++++ The data

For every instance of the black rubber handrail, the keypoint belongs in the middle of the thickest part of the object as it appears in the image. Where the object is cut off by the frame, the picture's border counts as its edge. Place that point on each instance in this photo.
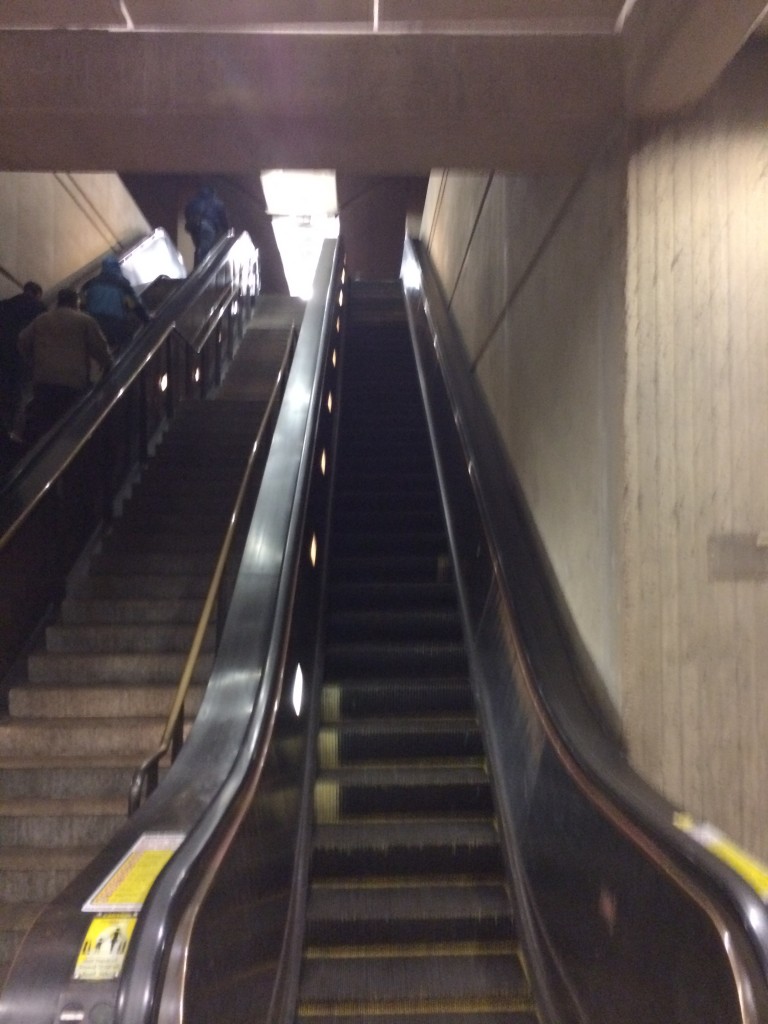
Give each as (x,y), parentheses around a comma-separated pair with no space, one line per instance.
(32,480)
(145,777)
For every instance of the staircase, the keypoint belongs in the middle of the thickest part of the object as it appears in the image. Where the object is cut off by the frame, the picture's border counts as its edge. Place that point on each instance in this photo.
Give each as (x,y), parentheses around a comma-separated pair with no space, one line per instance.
(89,701)
(409,916)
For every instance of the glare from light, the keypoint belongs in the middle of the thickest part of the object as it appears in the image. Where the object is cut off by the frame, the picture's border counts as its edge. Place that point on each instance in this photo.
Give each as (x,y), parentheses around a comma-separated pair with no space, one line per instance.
(298,690)
(303,208)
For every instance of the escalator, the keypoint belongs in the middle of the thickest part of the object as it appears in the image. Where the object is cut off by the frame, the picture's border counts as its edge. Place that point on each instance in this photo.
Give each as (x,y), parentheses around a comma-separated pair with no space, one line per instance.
(396,803)
(409,914)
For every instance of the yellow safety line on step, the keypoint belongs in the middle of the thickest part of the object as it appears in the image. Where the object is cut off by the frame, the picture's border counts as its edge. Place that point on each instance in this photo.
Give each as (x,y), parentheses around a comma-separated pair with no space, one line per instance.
(381,1008)
(409,882)
(328,749)
(331,704)
(326,802)
(414,950)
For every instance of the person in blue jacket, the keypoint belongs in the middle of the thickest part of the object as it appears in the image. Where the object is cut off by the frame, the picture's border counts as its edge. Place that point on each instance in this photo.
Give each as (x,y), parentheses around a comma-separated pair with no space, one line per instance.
(110,298)
(206,221)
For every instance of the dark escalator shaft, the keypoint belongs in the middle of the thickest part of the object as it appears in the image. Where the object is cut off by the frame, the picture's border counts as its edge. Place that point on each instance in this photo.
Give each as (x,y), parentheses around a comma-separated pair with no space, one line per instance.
(409,915)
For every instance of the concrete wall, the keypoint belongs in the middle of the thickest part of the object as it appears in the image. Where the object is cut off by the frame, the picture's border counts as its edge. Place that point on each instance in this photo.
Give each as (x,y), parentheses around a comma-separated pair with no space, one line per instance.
(619,326)
(52,224)
(534,272)
(695,606)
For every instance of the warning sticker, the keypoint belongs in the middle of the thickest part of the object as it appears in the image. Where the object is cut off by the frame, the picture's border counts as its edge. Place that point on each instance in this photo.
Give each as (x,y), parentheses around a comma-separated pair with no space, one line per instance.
(126,889)
(102,952)
(752,870)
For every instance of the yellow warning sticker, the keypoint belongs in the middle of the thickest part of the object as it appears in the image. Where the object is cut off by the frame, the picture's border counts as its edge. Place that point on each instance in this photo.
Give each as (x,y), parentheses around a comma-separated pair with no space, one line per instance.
(127,887)
(102,952)
(752,870)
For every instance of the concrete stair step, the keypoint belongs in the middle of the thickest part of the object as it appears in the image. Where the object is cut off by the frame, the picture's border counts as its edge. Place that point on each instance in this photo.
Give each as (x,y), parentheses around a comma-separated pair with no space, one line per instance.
(157,563)
(81,611)
(145,542)
(124,638)
(152,669)
(29,875)
(213,502)
(62,778)
(160,519)
(70,822)
(41,701)
(146,585)
(78,737)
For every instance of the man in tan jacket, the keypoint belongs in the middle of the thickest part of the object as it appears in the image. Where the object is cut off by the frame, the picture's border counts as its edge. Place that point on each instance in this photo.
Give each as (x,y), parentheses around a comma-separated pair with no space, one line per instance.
(58,346)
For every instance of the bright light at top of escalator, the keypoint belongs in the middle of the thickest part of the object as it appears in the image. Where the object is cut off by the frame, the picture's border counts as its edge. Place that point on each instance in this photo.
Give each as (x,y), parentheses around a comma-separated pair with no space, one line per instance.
(298,690)
(303,209)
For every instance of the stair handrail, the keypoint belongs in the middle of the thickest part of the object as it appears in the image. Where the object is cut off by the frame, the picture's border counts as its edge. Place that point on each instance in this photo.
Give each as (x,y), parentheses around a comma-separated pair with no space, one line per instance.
(145,777)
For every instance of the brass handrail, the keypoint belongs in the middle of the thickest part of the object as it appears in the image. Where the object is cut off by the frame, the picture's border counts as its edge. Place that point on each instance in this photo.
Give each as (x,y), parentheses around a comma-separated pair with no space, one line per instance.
(146,775)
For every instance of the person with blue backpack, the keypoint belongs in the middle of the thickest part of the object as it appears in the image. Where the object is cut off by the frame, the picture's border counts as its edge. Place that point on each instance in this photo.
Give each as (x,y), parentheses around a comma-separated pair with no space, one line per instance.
(206,221)
(111,299)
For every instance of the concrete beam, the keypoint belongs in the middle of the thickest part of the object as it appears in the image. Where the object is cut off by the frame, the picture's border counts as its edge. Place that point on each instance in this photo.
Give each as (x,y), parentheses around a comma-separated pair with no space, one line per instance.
(365,103)
(409,15)
(676,49)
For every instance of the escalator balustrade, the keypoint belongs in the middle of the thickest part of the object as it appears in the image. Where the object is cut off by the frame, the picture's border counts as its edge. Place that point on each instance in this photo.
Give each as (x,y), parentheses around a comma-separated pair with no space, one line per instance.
(409,915)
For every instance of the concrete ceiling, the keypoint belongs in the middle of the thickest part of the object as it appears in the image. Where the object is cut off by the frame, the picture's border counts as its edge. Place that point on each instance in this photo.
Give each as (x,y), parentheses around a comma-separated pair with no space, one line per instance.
(363,86)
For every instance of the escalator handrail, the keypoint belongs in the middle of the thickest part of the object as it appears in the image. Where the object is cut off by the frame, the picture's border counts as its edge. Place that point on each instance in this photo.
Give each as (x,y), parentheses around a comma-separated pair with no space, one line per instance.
(140,786)
(253,645)
(592,759)
(57,450)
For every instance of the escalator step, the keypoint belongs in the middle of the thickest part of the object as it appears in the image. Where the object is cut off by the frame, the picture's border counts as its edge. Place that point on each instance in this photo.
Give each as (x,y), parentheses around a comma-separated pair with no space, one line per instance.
(377,697)
(457,979)
(406,658)
(425,594)
(383,740)
(400,847)
(371,542)
(359,914)
(347,795)
(390,568)
(364,625)
(418,1017)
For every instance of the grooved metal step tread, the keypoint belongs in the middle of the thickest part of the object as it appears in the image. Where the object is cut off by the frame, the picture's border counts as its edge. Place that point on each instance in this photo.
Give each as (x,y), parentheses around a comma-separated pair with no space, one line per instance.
(76,611)
(376,913)
(139,585)
(107,669)
(455,980)
(454,772)
(98,700)
(124,638)
(386,833)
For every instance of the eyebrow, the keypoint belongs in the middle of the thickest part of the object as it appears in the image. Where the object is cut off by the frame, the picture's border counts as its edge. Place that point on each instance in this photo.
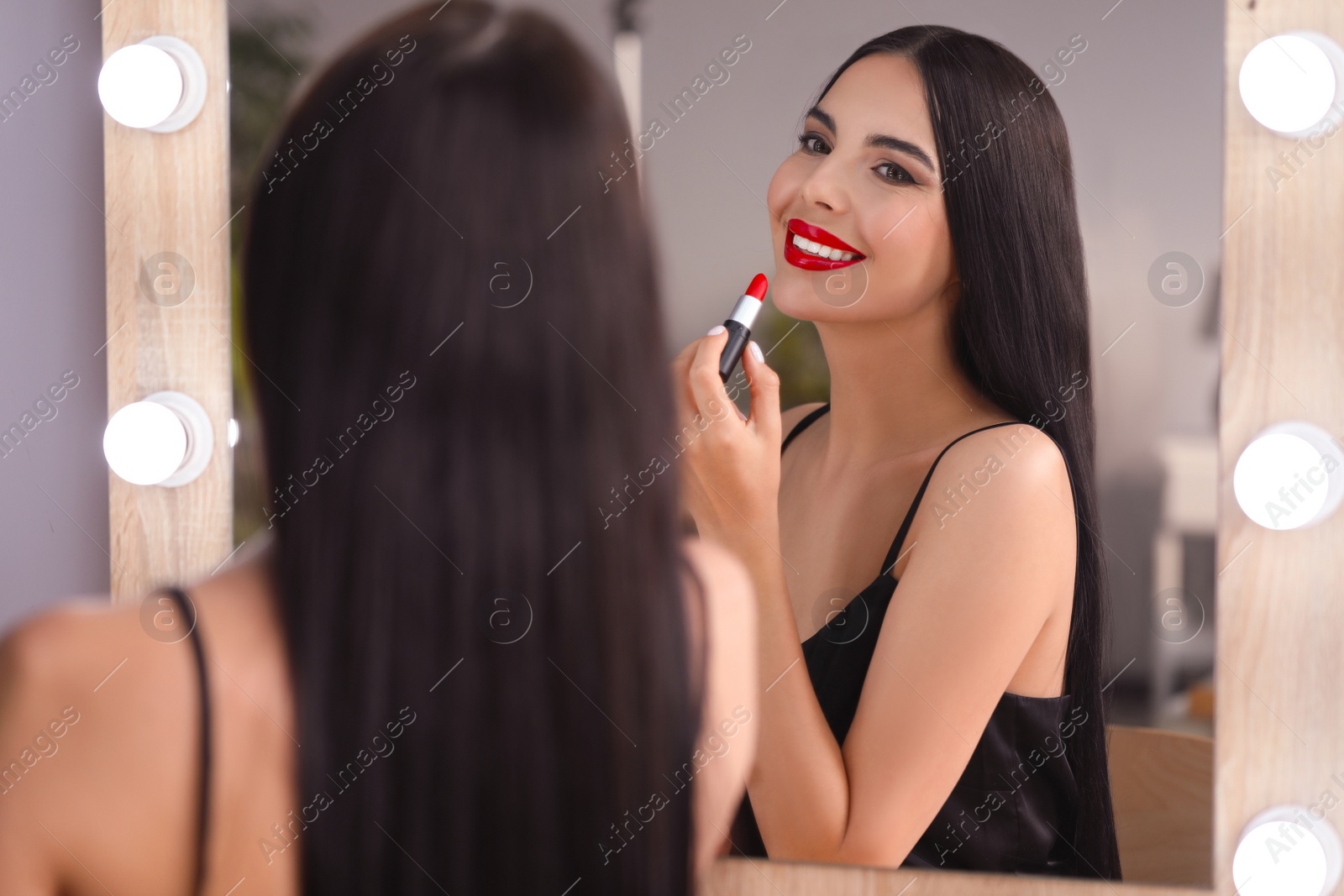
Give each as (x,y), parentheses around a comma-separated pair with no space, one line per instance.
(884,141)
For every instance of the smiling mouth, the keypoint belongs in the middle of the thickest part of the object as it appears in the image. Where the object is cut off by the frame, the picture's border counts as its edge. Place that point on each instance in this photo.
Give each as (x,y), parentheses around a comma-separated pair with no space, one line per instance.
(801,250)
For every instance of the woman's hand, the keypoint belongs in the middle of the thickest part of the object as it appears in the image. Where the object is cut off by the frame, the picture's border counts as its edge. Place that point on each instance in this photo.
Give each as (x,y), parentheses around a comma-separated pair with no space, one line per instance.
(730,481)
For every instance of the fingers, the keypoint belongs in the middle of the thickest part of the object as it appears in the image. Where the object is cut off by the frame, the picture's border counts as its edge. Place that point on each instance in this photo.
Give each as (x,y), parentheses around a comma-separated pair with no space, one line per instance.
(711,399)
(765,394)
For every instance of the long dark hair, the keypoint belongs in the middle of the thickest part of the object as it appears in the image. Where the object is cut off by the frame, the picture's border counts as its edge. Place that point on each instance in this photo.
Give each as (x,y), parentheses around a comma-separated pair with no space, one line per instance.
(452,317)
(1021,332)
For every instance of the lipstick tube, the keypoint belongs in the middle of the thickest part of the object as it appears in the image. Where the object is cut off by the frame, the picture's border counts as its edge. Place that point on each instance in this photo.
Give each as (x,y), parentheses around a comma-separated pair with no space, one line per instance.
(739,325)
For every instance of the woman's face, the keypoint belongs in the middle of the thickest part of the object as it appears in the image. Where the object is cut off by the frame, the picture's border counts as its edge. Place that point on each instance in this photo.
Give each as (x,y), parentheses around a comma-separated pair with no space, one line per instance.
(864,179)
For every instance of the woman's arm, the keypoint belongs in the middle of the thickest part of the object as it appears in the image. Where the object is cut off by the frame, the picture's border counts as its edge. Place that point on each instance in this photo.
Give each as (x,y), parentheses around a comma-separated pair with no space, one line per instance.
(727,741)
(971,602)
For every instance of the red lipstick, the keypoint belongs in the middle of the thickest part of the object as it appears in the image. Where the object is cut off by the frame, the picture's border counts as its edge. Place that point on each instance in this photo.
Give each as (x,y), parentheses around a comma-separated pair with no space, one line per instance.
(816,241)
(739,325)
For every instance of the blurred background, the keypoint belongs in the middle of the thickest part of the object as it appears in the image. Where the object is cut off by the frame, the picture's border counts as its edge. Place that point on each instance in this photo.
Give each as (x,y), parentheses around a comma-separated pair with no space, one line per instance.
(1142,101)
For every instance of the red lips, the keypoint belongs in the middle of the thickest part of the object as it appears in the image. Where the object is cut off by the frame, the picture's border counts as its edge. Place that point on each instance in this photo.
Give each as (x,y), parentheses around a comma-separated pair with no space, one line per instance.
(799,258)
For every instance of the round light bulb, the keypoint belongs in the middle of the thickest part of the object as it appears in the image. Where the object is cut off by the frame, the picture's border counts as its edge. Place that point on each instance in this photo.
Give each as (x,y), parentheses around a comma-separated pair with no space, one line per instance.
(145,443)
(1289,476)
(1287,851)
(140,85)
(1290,82)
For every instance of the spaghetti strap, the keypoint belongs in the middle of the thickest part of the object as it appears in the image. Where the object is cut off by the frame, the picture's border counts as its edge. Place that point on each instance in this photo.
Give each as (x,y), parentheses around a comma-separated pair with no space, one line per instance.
(894,551)
(188,614)
(804,423)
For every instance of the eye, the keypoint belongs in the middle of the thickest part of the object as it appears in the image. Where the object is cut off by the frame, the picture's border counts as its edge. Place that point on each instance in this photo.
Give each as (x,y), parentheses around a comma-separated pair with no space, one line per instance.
(813,143)
(898,176)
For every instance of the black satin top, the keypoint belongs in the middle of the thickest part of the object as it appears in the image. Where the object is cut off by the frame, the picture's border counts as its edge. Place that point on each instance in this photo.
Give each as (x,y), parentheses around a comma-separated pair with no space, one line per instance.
(1014,809)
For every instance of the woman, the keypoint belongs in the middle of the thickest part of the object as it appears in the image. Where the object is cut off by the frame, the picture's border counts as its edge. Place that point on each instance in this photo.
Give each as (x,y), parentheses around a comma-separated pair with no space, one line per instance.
(927,224)
(456,668)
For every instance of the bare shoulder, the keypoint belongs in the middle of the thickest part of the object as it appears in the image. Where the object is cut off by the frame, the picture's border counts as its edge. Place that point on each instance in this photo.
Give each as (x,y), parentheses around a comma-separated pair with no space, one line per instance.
(66,649)
(1008,488)
(788,419)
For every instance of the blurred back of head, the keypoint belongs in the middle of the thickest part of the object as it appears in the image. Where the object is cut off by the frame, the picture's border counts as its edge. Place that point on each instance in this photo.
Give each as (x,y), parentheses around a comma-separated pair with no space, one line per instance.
(459,363)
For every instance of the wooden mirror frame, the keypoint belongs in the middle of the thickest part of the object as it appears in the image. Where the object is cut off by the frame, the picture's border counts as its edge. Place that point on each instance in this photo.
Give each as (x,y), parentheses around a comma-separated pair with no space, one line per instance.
(1280,594)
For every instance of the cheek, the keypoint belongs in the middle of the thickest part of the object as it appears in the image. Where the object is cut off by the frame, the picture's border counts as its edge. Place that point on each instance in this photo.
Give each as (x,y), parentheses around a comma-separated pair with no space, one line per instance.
(916,255)
(781,192)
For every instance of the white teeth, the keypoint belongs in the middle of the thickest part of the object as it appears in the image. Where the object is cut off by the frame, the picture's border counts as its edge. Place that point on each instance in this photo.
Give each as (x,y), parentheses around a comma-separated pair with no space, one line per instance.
(824,251)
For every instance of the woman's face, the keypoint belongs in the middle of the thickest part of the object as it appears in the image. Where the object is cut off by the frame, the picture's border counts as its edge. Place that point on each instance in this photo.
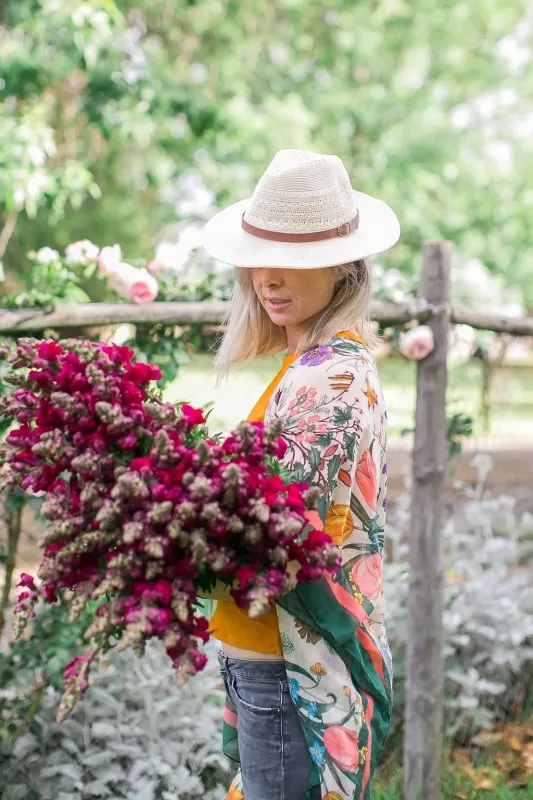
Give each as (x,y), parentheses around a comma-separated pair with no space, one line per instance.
(292,296)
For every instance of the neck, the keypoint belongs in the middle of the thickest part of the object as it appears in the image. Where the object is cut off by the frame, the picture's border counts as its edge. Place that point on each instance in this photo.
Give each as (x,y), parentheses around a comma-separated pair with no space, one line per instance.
(294,334)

++++++++

■ **Exercise objective**:
Starting at the line that contains "For every instance of the cheek, the", write out every line through the final line of the entries, word for word; skip any pictures.

■ **Task result**:
For every instance of the cheek, the keypoint belongs in the middle of the thickest part of the object as it appears in the image. Where the object is cut off by the frame, the picture's border counts as its edge. Place that point on each instance in this photo.
Give each as (x,y), parentheses around a comma-separated pair with no space, one line per instance.
(916,255)
(781,192)
For every instance of the white teeth, the keypoint belongs in the middle of the thickest part of the object as it appears in the image. Where the object is cut off by the frame, the picture's border counts as its edge. Place that point on each instance in this photo.
Give each as (x,y), parentheses around a comma-separated pair with no space, one line per instance.
(824,251)
For every instance of the woman's face, the keypoint belongs in the middle of the thickest part of the object as it appears in the image. Where the object is cut off by the frame, the picture's border counts as its edge. Place that point on each instance in this photo.
Give each as (x,y), parentheses around a comma-separated pair with no space, one line per instance.
(292,296)
For every instance of the neck, the keypoint belongs in the middle of the thickest part of the object as it appears in the image. Where the object is cut off by the frame, the picture's border counts as its edge. Place that point on each instance in this photo.
Give each as (x,y), parentheses around a comma-separated pair with no space, one line per instance.
(294,334)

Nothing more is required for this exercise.